» **WHAT IS EXPECTED**: Copy out the final stretch of the listing: the line that contains "Reviewer note: check that each instance of the pointed" and all lines after it, exactly as they appear.

» **SUPPLIED ENTRIES**:
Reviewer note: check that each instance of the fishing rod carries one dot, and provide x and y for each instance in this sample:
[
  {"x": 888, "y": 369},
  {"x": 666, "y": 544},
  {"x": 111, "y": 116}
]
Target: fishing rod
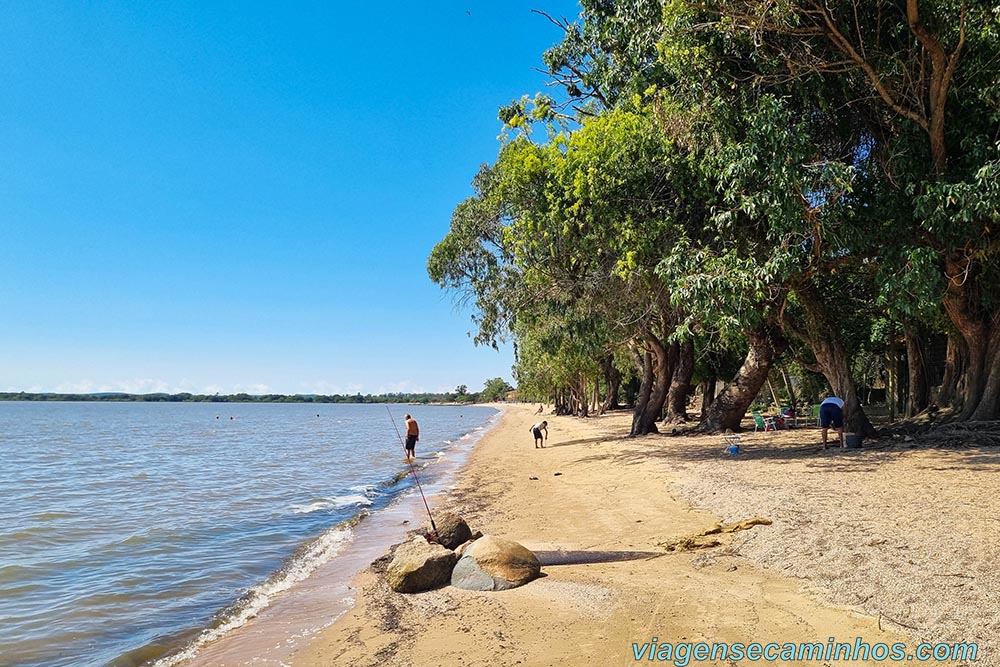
[{"x": 413, "y": 471}]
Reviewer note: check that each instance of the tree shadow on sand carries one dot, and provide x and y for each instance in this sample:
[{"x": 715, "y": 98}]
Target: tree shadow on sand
[
  {"x": 549, "y": 558},
  {"x": 869, "y": 458}
]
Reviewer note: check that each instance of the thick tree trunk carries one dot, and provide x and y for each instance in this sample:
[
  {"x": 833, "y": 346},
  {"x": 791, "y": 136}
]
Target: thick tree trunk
[
  {"x": 916, "y": 360},
  {"x": 613, "y": 378},
  {"x": 989, "y": 409},
  {"x": 707, "y": 394},
  {"x": 644, "y": 362},
  {"x": 680, "y": 383},
  {"x": 960, "y": 302},
  {"x": 954, "y": 370},
  {"x": 729, "y": 407},
  {"x": 832, "y": 359},
  {"x": 644, "y": 419}
]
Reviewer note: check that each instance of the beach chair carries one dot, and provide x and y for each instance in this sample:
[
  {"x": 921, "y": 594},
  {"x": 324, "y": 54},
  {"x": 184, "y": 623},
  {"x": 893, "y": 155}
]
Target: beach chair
[
  {"x": 762, "y": 422},
  {"x": 732, "y": 443},
  {"x": 790, "y": 416},
  {"x": 814, "y": 414}
]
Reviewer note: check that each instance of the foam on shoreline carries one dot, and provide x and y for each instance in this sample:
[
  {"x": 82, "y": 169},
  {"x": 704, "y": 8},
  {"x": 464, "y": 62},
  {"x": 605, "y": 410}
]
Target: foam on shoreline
[{"x": 313, "y": 589}]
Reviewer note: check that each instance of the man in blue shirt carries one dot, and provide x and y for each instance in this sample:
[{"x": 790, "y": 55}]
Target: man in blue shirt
[{"x": 831, "y": 413}]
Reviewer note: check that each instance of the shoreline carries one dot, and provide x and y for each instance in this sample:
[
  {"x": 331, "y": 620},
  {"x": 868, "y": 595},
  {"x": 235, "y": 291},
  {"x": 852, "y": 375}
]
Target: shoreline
[
  {"x": 269, "y": 636},
  {"x": 588, "y": 497}
]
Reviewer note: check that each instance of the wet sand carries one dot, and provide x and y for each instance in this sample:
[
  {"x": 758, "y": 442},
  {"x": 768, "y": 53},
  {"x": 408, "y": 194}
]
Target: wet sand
[
  {"x": 592, "y": 497},
  {"x": 296, "y": 615}
]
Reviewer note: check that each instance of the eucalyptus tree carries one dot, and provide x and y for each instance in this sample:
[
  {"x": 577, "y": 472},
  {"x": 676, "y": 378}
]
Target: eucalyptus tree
[{"x": 919, "y": 76}]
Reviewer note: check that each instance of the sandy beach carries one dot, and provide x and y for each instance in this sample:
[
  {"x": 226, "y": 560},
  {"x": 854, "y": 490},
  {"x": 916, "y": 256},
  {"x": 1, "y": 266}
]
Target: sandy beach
[{"x": 890, "y": 543}]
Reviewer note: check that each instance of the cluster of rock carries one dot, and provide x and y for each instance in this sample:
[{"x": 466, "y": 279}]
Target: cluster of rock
[{"x": 470, "y": 561}]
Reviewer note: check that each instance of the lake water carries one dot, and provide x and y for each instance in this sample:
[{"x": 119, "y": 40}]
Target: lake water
[{"x": 126, "y": 529}]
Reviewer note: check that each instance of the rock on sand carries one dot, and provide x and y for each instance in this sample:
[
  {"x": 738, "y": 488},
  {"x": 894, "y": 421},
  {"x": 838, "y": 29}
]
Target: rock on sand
[
  {"x": 451, "y": 530},
  {"x": 493, "y": 564},
  {"x": 419, "y": 566}
]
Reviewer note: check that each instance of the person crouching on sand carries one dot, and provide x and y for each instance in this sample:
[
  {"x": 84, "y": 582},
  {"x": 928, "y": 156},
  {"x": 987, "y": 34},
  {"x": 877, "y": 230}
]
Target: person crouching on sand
[
  {"x": 412, "y": 435},
  {"x": 831, "y": 413},
  {"x": 537, "y": 431}
]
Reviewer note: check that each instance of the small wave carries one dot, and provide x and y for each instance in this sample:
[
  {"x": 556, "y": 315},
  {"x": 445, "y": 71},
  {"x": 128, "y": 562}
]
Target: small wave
[
  {"x": 53, "y": 516},
  {"x": 324, "y": 504},
  {"x": 259, "y": 597}
]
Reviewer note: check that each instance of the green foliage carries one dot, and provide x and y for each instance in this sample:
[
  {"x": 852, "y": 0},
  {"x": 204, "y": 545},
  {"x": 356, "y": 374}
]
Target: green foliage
[{"x": 495, "y": 390}]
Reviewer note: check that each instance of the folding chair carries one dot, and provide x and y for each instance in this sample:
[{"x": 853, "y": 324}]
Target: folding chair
[{"x": 762, "y": 422}]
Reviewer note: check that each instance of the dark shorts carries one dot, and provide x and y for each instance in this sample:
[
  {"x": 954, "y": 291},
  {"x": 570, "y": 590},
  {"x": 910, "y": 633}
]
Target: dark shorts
[{"x": 831, "y": 415}]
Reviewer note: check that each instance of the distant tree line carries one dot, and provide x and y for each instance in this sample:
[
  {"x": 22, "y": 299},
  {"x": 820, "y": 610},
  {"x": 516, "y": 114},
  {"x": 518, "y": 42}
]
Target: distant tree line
[
  {"x": 745, "y": 194},
  {"x": 494, "y": 390}
]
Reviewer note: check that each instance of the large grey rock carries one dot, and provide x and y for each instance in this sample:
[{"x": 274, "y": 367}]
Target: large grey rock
[
  {"x": 419, "y": 566},
  {"x": 494, "y": 564},
  {"x": 452, "y": 530}
]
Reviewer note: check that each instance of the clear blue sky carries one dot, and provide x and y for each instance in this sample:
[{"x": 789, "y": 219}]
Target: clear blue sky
[{"x": 242, "y": 196}]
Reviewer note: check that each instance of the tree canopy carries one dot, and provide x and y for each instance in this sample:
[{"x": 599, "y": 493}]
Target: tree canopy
[{"x": 798, "y": 183}]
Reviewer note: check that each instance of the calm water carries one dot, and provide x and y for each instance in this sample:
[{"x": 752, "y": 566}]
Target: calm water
[{"x": 125, "y": 528}]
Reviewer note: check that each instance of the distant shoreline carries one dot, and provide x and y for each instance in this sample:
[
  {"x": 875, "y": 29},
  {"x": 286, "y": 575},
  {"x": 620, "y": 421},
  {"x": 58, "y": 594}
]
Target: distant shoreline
[{"x": 239, "y": 398}]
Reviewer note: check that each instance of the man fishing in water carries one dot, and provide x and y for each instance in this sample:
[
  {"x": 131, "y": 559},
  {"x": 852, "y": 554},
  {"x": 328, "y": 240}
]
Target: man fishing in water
[{"x": 412, "y": 435}]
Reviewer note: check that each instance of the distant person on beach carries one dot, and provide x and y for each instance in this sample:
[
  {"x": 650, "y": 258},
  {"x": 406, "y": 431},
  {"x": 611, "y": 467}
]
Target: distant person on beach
[
  {"x": 831, "y": 413},
  {"x": 412, "y": 435},
  {"x": 537, "y": 431}
]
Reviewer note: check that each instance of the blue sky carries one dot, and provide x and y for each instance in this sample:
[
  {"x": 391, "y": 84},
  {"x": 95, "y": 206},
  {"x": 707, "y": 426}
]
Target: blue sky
[{"x": 242, "y": 196}]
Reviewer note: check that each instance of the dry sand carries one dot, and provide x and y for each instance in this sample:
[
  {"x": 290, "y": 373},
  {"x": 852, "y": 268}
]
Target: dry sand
[{"x": 888, "y": 544}]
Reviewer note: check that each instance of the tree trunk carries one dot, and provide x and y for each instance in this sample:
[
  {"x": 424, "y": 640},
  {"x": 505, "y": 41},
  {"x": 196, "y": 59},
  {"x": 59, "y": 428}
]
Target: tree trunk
[
  {"x": 960, "y": 303},
  {"x": 918, "y": 398},
  {"x": 989, "y": 409},
  {"x": 644, "y": 361},
  {"x": 680, "y": 383},
  {"x": 613, "y": 378},
  {"x": 707, "y": 394},
  {"x": 644, "y": 420},
  {"x": 729, "y": 407},
  {"x": 832, "y": 359},
  {"x": 954, "y": 370}
]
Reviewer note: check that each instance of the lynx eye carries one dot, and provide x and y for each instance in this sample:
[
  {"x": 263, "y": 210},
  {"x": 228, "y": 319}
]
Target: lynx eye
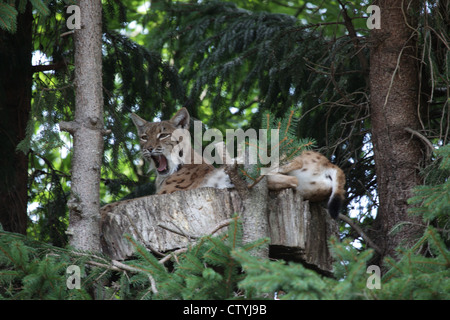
[{"x": 162, "y": 136}]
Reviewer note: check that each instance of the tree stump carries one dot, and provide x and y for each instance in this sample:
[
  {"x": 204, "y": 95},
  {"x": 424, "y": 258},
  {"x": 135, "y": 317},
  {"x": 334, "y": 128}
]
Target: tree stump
[{"x": 298, "y": 230}]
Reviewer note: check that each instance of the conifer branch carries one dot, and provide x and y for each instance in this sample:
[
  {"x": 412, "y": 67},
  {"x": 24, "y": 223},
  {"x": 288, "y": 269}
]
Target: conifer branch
[{"x": 361, "y": 233}]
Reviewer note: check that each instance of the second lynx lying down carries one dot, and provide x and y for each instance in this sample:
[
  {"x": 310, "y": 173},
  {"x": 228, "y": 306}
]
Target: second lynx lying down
[
  {"x": 312, "y": 174},
  {"x": 315, "y": 178}
]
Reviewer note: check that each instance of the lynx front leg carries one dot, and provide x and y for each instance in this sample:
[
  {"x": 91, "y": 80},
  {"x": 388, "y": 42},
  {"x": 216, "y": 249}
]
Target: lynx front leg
[{"x": 280, "y": 181}]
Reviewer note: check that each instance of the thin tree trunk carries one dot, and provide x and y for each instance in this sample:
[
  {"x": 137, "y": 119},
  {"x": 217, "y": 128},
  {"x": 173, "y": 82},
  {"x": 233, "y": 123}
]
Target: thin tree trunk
[
  {"x": 15, "y": 106},
  {"x": 87, "y": 129},
  {"x": 394, "y": 104}
]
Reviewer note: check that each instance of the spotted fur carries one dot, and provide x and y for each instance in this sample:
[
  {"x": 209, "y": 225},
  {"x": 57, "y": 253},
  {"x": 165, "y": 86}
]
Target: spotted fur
[{"x": 315, "y": 178}]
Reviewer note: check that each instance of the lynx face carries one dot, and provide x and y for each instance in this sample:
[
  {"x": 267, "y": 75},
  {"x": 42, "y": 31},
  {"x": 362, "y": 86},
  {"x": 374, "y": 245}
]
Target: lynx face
[
  {"x": 157, "y": 143},
  {"x": 161, "y": 145}
]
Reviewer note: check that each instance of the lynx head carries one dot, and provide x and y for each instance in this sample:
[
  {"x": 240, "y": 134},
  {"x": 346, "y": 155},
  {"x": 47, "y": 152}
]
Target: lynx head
[{"x": 159, "y": 143}]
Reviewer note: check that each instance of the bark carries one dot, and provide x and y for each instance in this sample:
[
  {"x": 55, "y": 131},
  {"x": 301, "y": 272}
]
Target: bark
[
  {"x": 87, "y": 130},
  {"x": 15, "y": 106},
  {"x": 298, "y": 230},
  {"x": 394, "y": 104}
]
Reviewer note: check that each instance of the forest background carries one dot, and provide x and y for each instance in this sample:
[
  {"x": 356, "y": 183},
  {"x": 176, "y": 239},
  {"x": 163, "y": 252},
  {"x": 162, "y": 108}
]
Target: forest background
[{"x": 374, "y": 100}]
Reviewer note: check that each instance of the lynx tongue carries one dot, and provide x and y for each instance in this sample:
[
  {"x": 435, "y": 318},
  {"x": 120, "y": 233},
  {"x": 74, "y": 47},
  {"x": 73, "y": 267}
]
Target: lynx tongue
[{"x": 162, "y": 163}]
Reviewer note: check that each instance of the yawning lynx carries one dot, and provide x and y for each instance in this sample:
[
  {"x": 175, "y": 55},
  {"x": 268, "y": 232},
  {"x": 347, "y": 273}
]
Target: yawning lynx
[
  {"x": 311, "y": 174},
  {"x": 157, "y": 145}
]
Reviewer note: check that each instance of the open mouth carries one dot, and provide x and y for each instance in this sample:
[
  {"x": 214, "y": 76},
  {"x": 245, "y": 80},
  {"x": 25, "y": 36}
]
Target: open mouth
[{"x": 161, "y": 164}]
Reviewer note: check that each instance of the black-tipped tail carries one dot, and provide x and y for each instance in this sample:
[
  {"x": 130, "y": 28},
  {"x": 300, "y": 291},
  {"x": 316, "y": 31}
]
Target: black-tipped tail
[{"x": 334, "y": 206}]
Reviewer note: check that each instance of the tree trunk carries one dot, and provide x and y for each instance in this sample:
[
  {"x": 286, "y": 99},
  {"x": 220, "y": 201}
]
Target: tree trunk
[
  {"x": 298, "y": 231},
  {"x": 15, "y": 106},
  {"x": 87, "y": 130},
  {"x": 394, "y": 104}
]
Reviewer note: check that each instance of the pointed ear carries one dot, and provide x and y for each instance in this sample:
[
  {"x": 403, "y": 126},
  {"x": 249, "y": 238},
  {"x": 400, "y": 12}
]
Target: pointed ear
[
  {"x": 138, "y": 121},
  {"x": 181, "y": 119}
]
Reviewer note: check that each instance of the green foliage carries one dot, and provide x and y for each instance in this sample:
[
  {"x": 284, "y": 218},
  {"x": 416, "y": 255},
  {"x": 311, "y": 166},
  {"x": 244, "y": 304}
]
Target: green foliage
[
  {"x": 434, "y": 199},
  {"x": 35, "y": 270},
  {"x": 418, "y": 276},
  {"x": 9, "y": 12},
  {"x": 288, "y": 145}
]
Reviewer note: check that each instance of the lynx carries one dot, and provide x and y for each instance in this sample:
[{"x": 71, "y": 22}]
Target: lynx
[
  {"x": 315, "y": 178},
  {"x": 311, "y": 174},
  {"x": 157, "y": 146}
]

» **WRITTEN ANSWER**:
Reviewer note: check that each instance of the pointed ear carries one dot, and provide x and y for each instance in this sample:
[
  {"x": 403, "y": 126},
  {"x": 249, "y": 238},
  {"x": 400, "y": 12}
]
Target: pointed ear
[
  {"x": 138, "y": 121},
  {"x": 181, "y": 119}
]
Reviewer note: check that each instance of the green foliage carries one dot, and provide x and y for each instance in this sample:
[
  {"x": 284, "y": 218},
  {"x": 416, "y": 255},
  {"x": 311, "y": 166},
  {"x": 244, "y": 304}
]
Target: green foliage
[
  {"x": 434, "y": 199},
  {"x": 35, "y": 270},
  {"x": 418, "y": 276},
  {"x": 9, "y": 12},
  {"x": 288, "y": 145}
]
Reviewer note: check that each instance of the lynx carries one dot, and provide x and y for each instance in this sample:
[{"x": 71, "y": 22}]
Target: lynx
[
  {"x": 315, "y": 178},
  {"x": 311, "y": 174},
  {"x": 157, "y": 146}
]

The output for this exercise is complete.